*Source*.

Internally it is checked that the AlphabetContainer matches with the subsequence.

Parameters:
abc - the new AlphabetContainer
start - the index of the start position
length - the length of the new sequence
Returns:
the subsequence

getSubSequence

public final Sequence getSubSequence(int start)
This is an very efficient way to create a subsequence/suffix for sequences with a simple AlphabetContainer.

Parameters:
start - the index of the start position
Returns:
the subsequence

getSubSequence

public Sequence getSubSequence(int start,
                               int length)
This is an very efficient way to create a subsequence of defined length for sequences with a simple AlphabetContainer.

Parameters:
start - the index of the start position
length - the length of the new sequence
Returns:
the subsequence

annotate

public Sequence annotate(boolean add,
                         SequenceAnnotation... annotation)
This method allows to append annotation to a sequence.

Parameters:
add - whether to add the new annotation to the existing or not
annotation - the new annotation
Returns:
the new annotated sequence
See Also:
Sequence.CompositeSequence.flatCloneWithoutAnnotation()

flatCloneWithoutAnnotation

protected abstract Sequence flatCloneWithoutAnnotation()
Works in analogy to Object.clone(), but does not clone the annotation. This method is used in annotate(boolean, SequenceAnnotation...).

Returns:
the cloned Sequence.CompositeSequence without annotation

getLength

public abstract int getLength()
Returns the length of the sequence

Returns:
the length

toString

public String toString()
Returns a String representation of the sequence (normally the sequence in its original alphabet)

Point annotation dataset records

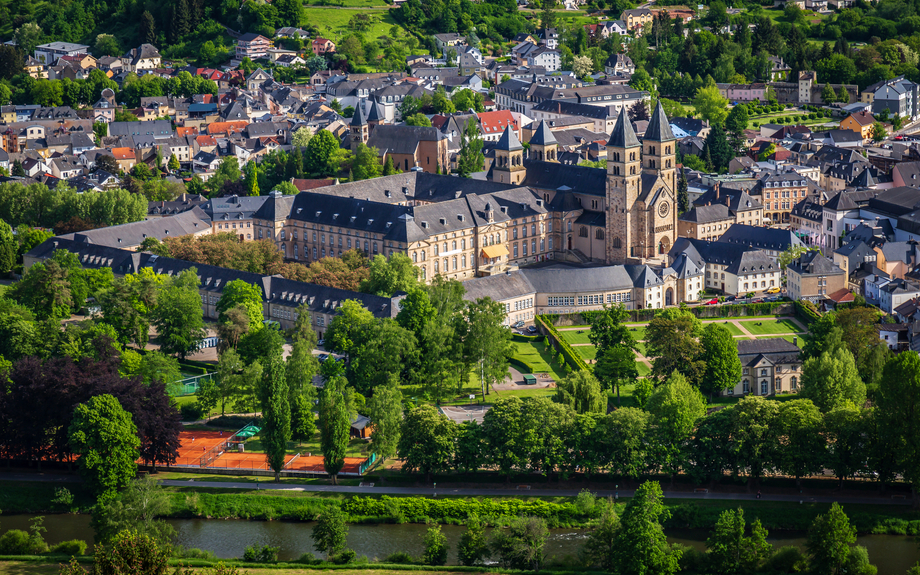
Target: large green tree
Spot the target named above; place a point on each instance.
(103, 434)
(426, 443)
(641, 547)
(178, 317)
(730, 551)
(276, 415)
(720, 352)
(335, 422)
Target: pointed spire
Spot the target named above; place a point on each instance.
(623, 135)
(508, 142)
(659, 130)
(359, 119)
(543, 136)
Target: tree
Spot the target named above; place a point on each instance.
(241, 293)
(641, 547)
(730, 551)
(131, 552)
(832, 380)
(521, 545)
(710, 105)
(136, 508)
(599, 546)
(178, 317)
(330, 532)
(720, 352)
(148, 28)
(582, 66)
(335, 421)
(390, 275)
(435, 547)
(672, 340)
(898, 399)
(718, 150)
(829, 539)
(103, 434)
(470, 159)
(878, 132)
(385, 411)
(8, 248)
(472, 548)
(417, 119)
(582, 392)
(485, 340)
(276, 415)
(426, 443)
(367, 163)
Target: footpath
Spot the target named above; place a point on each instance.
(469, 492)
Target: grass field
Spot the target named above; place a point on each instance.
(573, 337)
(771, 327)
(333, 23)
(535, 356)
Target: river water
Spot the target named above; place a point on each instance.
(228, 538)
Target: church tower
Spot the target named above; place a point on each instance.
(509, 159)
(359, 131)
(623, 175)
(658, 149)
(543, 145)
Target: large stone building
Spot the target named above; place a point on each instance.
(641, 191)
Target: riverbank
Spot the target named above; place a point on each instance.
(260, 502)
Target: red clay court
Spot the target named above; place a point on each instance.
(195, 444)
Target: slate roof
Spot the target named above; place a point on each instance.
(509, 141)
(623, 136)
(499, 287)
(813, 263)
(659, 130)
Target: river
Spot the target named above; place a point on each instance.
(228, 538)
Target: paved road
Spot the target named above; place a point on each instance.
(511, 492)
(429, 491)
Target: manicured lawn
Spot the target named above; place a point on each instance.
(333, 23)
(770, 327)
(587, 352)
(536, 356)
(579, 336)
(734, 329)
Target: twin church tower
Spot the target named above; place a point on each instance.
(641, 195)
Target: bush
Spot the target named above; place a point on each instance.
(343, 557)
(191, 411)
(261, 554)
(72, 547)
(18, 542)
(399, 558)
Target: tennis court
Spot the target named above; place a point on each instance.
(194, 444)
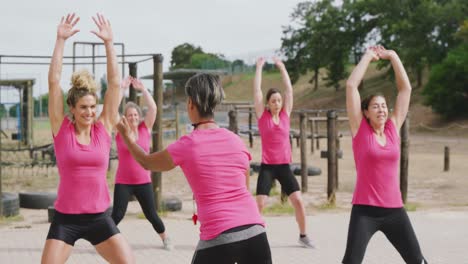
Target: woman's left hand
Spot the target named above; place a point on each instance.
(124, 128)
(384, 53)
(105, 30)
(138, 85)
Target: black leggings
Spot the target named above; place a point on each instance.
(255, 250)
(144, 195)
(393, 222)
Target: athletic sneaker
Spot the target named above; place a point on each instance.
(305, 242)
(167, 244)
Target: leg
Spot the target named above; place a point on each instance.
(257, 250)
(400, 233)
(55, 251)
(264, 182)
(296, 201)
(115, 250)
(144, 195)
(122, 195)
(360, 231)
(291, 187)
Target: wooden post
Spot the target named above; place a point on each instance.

*What is expected*. Edit the Sequence documentation from "public abstract int" up to and including "its original alphabet)", replacing "toString" with "describe". These lines come from a separate source.

*Response*.
public abstract int getLength()
Returns the length of the sequence

Returns:
the length

describe

public String describe()
Returns a String representation of the sequence (normally the sequence in its original alphabet)